• _ARTICLE_
Son passé n’est pas encore riche : mais Jean Galmot a toujours été tourné vers l’avenir.

Néanmoins, on le verra plus loin, au centre de sa vie et de ses sentiments, il n’y a eu qu’une chose, toujours : la forêt vierge, le souvenir de la brousse guyanaise. Et ce Galmot homme d’action, au moment des crises les plus aiguës, redeviendra le rêveur, le poète qu’il était, et, même dans sa cellule de la Santé, une plume à la main, il oubliera tout pour céder aux sollicitations de son cœur.

Eh bien, ces traits dominants de son caractère nous les rencontrons déjà dès son enfance. Je sais qu’enfant il se perdait volontiers dans la forêt, près de Monpazier, et que ses parents angoissés étaient forcés de le faire rechercher ; on finissait par le retrouver, un livre sur les genoux, au milieu des arbres.

Et, à treize ans, le petit bonhomme crée un journal, à l’école, un journal qu’il compose tout seul et qu’il vend cinq sous. Un an plus tard commençait cette affaire Dreyfus dont toute son adolescence allait être préoccupée…

Il est le fils d’un instituteur d’un caractère très entier, très ferme, voire stoïque, Édouard Galmot, qui verra toujours sa carrière entravée par la rigueur de son esprit et l’absolu de ses principes. Mais Jean Galmot tient surtout et avant tout de sa mère, dont l’origine portugaise (la famille Barge de Moisant vint de Lisbonne en France vers 1760) influença tout particulièrement celui qui allait être un conquistador du XXe siècle.

Nous pouvons suivre Jean Galmot à l’école de Bergerac, au lycée d’Évreux, puis à celui de Caen, où il fréquente les cours préparatoires pour entrer à l’École Normale Supérieure.

Il passe de bons examens (prix d’excellence en seconde et en rhétorique, prix d’histoire en troisième, seconde, rhétorique et philosophie) ; le proviseur du lycée Malherbe à Caen écrit : « L’élève Galmot a des habitudes de travail et de discipline qui constituent de sérieuses garanties pour l’avenir. »

• _Extrait du jeu de données_

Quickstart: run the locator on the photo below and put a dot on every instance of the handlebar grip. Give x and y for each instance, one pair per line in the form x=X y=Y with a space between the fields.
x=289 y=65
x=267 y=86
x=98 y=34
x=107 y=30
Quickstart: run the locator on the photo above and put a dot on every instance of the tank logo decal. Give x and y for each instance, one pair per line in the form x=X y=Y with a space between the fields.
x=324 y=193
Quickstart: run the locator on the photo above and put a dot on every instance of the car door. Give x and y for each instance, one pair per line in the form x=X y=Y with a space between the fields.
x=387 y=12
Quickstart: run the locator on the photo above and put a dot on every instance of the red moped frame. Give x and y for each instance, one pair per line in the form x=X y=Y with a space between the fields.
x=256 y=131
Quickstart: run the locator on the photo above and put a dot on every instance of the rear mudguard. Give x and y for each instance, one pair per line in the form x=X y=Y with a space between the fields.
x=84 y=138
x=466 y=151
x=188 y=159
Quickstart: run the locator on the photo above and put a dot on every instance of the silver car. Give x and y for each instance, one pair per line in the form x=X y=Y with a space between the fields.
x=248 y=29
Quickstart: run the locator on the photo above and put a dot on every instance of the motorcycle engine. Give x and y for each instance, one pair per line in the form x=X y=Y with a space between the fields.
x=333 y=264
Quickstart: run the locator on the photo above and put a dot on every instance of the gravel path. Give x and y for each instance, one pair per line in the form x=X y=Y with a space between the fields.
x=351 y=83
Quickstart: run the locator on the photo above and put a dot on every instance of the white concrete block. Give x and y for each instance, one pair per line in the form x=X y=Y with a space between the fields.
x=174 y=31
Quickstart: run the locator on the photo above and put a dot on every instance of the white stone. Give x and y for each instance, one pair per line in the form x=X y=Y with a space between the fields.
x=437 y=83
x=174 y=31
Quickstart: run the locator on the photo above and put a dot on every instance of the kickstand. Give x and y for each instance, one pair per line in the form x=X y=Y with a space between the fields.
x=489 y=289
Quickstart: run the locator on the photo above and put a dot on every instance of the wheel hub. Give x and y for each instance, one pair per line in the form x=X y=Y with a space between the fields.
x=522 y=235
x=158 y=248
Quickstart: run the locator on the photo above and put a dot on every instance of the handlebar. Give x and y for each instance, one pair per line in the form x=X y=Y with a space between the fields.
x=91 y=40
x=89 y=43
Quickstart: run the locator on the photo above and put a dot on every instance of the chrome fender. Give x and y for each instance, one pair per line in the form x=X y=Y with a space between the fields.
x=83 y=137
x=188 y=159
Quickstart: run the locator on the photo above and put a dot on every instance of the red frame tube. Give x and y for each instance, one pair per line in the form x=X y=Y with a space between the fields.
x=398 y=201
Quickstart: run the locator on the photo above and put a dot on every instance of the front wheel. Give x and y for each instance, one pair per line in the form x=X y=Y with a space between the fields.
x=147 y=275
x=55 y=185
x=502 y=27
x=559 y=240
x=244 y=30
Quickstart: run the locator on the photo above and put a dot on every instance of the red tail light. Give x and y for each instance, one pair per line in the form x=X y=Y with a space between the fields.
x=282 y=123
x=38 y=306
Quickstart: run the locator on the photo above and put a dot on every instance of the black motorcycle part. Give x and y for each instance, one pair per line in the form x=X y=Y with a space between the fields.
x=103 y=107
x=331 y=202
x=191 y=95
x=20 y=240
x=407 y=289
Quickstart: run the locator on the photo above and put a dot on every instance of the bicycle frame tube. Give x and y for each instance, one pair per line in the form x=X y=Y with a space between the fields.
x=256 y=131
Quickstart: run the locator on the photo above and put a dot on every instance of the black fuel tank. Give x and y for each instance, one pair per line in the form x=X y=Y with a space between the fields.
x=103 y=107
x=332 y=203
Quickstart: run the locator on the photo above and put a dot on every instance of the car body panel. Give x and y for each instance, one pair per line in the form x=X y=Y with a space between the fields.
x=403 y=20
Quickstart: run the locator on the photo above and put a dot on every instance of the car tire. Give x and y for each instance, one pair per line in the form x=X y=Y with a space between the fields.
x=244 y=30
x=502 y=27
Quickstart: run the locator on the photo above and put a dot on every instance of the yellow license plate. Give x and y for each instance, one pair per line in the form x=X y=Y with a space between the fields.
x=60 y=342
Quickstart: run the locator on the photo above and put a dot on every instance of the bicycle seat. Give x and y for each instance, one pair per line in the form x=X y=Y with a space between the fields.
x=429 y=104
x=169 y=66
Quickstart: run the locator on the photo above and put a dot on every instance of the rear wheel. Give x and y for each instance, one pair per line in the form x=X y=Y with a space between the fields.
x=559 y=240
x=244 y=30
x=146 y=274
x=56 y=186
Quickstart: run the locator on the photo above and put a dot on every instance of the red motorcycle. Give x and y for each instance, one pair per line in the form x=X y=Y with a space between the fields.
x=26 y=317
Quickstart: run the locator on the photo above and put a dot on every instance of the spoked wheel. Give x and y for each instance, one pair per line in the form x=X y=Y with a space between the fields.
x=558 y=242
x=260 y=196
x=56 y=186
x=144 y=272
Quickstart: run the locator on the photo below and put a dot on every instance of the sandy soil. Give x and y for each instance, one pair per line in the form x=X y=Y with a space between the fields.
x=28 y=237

• _CONSIGNES_
- A) Recopiez le passage du texte sur Jean Galmot en commençant aux mots « Néanmoins, on le » et en vous arrêtant après les mots « milieu des arbres. ».
- B) Dressez la liste de toutes les villes nommées dans le texte sur Jean Galmot.

• _RÉPONSES DANS L'ORDRE_
- A)
Néanmoins, on le verra plus loin, au centre de sa vie et de ses sentiments, il n’y a eu qu’une chose, toujours : la forêt vierge, le souvenir de la brousse guyanaise. Et ce Galmot homme d’action, au moment des crises les plus aiguës, redeviendra le rêveur, le poète qu’il était, et, même dans sa cellule de la Santé, une plume à la main, il oubliera tout pour céder aux sollicitations de son cœur.

Eh bien, ces traits dominants de son caractère nous les rencontrons déjà dès son enfance. Je sais qu’enfant il se perdait volontiers dans la forêt, près de Monpazier, et que ses parents angoissés étaient forcés de le faire rechercher ; on finissait par le retrouver, un livre sur les genoux, au milieu des arbres.

- B) Monpazier, Lisbonne, Bergerac, Évreux, Caen